_What you will do_
Which lines of the data below contain the string "eyeglasses"? Copy each of them out in full, treating uppercase and lowercase as different.

_Entries supplied_
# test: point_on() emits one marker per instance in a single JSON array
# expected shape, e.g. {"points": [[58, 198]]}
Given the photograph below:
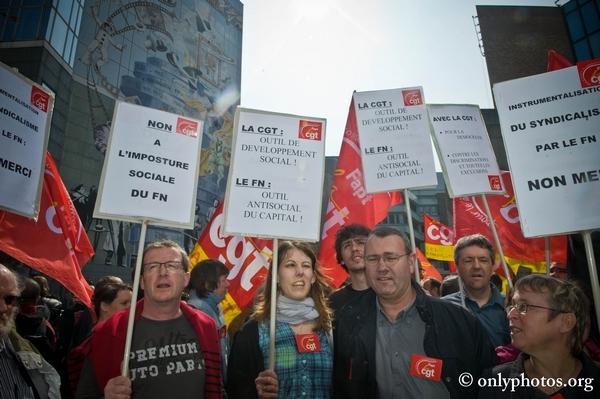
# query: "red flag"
{"points": [[56, 244], [429, 271], [557, 61], [349, 202], [439, 240], [470, 218], [246, 258]]}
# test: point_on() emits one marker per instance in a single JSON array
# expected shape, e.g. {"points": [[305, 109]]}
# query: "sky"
{"points": [[306, 57]]}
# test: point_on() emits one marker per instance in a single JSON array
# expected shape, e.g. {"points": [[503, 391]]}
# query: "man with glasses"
{"points": [[548, 318], [474, 257], [396, 341], [24, 373], [174, 349], [349, 251]]}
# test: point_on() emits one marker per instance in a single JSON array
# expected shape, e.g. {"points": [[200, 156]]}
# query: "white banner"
{"points": [[551, 130], [464, 150], [276, 176], [151, 167], [25, 115], [394, 139]]}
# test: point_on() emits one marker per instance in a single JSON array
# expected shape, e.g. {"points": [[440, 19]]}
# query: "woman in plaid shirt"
{"points": [[303, 346]]}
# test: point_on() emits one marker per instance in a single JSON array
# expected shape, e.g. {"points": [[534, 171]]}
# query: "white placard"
{"points": [[464, 150], [151, 167], [275, 182], [394, 139], [551, 130], [25, 115]]}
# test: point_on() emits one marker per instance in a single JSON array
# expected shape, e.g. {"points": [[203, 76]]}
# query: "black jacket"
{"points": [[245, 363], [451, 334]]}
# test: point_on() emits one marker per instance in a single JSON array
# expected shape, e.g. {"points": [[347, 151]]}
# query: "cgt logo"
{"points": [[495, 183], [310, 130], [187, 127], [441, 234], [412, 97], [426, 367], [39, 98], [589, 72], [308, 343]]}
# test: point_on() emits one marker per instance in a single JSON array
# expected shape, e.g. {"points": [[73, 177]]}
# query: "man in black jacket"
{"points": [[395, 341]]}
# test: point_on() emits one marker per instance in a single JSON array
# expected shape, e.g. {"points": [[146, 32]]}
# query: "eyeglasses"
{"points": [[388, 259], [154, 267], [11, 300], [523, 308], [468, 262], [351, 241], [555, 270]]}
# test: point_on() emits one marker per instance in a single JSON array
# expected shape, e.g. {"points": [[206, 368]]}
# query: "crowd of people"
{"points": [[382, 335]]}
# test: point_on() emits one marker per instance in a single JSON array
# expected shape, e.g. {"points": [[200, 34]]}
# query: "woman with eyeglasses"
{"points": [[303, 347], [547, 319]]}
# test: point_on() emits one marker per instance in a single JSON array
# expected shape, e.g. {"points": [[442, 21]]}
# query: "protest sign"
{"points": [[276, 177], [151, 167], [464, 150], [550, 130], [394, 139], [25, 115]]}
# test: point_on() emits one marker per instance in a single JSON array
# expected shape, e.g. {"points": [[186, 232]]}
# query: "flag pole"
{"points": [[136, 284], [411, 231], [497, 240], [589, 251], [547, 249], [273, 310]]}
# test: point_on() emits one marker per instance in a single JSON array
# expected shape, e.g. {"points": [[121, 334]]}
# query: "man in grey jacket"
{"points": [[23, 371]]}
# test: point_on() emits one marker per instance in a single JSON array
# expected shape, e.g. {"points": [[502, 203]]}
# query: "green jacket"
{"points": [[45, 379]]}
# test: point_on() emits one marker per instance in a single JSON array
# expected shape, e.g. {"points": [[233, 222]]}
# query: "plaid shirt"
{"points": [[301, 375]]}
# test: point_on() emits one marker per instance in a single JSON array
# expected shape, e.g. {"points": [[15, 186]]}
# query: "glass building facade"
{"points": [[180, 56], [583, 20], [56, 21]]}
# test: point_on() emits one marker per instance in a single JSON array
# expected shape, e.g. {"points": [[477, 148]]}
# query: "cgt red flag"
{"points": [[349, 202], [246, 258], [470, 218], [56, 244], [428, 270]]}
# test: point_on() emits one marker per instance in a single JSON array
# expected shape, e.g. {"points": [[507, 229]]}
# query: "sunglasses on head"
{"points": [[10, 300]]}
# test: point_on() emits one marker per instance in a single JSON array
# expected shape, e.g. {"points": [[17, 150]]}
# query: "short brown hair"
{"points": [[185, 261], [565, 297], [477, 240]]}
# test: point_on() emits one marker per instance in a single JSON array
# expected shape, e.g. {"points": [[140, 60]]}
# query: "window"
{"points": [[29, 21], [59, 34]]}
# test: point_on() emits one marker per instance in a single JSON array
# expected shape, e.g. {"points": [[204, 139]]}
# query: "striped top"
{"points": [[300, 375]]}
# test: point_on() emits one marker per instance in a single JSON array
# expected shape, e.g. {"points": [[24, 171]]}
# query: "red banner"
{"points": [[428, 270], [439, 239], [349, 202], [246, 258], [470, 218], [56, 244]]}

_Solution to this task_
# query: "eyeglasses"
# query: "woman with eyeglasses"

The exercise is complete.